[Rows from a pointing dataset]
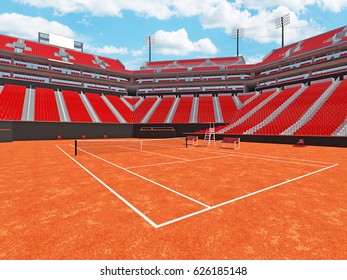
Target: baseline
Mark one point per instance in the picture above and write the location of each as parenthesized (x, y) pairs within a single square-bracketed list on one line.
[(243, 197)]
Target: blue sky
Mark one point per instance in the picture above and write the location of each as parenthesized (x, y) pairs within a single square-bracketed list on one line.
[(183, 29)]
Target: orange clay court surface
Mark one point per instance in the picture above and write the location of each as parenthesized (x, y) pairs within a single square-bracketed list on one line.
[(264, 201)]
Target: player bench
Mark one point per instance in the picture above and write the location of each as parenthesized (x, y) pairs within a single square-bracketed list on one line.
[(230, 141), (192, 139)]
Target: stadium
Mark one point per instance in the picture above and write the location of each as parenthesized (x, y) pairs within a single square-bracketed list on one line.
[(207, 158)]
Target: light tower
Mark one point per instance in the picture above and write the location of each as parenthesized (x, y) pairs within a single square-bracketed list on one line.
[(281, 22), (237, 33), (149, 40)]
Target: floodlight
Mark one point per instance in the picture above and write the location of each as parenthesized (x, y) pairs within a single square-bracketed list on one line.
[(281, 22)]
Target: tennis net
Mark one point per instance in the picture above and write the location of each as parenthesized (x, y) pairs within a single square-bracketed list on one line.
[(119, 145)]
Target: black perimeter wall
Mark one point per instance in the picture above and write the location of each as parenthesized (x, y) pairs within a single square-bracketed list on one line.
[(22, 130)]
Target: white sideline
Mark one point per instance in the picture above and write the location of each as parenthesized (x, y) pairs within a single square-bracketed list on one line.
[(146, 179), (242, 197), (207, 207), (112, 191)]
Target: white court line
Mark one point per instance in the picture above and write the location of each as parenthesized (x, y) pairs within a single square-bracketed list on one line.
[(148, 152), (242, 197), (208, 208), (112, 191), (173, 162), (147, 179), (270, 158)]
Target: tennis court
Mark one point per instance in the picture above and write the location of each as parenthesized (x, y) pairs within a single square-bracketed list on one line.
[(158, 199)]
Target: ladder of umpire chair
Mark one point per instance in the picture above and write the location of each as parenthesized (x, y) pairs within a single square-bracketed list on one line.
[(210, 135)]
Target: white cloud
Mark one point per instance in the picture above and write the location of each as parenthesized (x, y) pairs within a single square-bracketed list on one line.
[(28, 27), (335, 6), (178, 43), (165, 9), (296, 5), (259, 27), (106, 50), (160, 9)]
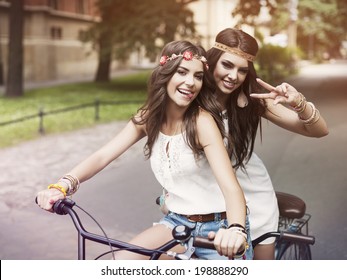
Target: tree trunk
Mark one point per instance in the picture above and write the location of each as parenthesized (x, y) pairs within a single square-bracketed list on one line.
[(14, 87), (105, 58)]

==

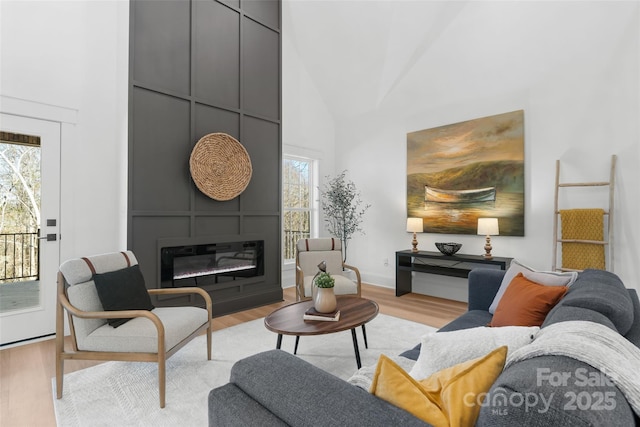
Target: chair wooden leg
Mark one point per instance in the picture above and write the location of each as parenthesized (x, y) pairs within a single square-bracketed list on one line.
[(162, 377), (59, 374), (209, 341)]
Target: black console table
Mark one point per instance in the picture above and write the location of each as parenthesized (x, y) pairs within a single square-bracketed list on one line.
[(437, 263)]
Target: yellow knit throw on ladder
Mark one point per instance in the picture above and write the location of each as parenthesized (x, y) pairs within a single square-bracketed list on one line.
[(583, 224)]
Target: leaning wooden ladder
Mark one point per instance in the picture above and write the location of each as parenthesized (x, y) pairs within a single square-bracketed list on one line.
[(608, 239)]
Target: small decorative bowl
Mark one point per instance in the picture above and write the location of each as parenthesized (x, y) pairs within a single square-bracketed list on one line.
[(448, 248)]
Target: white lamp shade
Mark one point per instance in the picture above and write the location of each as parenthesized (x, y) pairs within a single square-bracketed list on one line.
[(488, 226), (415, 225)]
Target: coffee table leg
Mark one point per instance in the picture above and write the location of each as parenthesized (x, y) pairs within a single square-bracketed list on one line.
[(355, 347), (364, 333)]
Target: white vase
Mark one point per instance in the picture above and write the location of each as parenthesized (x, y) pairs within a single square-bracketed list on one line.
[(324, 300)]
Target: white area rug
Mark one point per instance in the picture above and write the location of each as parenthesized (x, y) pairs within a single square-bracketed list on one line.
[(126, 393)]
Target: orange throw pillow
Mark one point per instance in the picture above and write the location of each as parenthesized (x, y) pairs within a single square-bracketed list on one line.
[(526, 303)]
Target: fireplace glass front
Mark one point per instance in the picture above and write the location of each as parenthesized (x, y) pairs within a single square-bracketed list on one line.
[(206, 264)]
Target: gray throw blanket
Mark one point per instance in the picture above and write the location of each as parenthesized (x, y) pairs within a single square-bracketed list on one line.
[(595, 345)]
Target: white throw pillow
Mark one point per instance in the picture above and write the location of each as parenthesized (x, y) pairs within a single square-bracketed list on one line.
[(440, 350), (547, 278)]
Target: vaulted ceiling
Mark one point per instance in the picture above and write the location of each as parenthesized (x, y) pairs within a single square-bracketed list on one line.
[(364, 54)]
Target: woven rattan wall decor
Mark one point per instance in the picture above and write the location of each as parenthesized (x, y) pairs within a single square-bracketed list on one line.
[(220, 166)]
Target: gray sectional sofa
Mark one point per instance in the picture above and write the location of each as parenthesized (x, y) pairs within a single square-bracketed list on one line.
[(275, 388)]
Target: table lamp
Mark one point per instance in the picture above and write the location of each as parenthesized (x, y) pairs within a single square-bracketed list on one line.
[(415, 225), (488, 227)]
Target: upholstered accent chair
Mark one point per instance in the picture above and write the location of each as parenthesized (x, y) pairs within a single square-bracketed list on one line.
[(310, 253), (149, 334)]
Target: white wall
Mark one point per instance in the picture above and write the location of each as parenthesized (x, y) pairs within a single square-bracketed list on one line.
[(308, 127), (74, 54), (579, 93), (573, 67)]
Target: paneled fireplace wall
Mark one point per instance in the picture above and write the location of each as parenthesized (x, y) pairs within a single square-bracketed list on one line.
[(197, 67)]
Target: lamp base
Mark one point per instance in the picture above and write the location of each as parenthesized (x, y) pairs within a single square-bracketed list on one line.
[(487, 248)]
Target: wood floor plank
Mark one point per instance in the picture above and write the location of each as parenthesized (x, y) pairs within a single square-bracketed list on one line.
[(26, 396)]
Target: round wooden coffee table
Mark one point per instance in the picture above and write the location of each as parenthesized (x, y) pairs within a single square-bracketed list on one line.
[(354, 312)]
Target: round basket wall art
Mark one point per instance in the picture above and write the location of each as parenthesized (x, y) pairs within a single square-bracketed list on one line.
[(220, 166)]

(Exercise instructions): Reproduce the lines of the records unchanged, beginning at the line that contains "Target: tree trunk" and ending after the line that contains "[(14, 87), (105, 58)]".

(Right answer):
Target: tree trunk
Mark one point per instance in the picture above and write the location of each as parenthesized (x, y) pairs within a single square-bracketed list on one line.
[(14, 87), (105, 58)]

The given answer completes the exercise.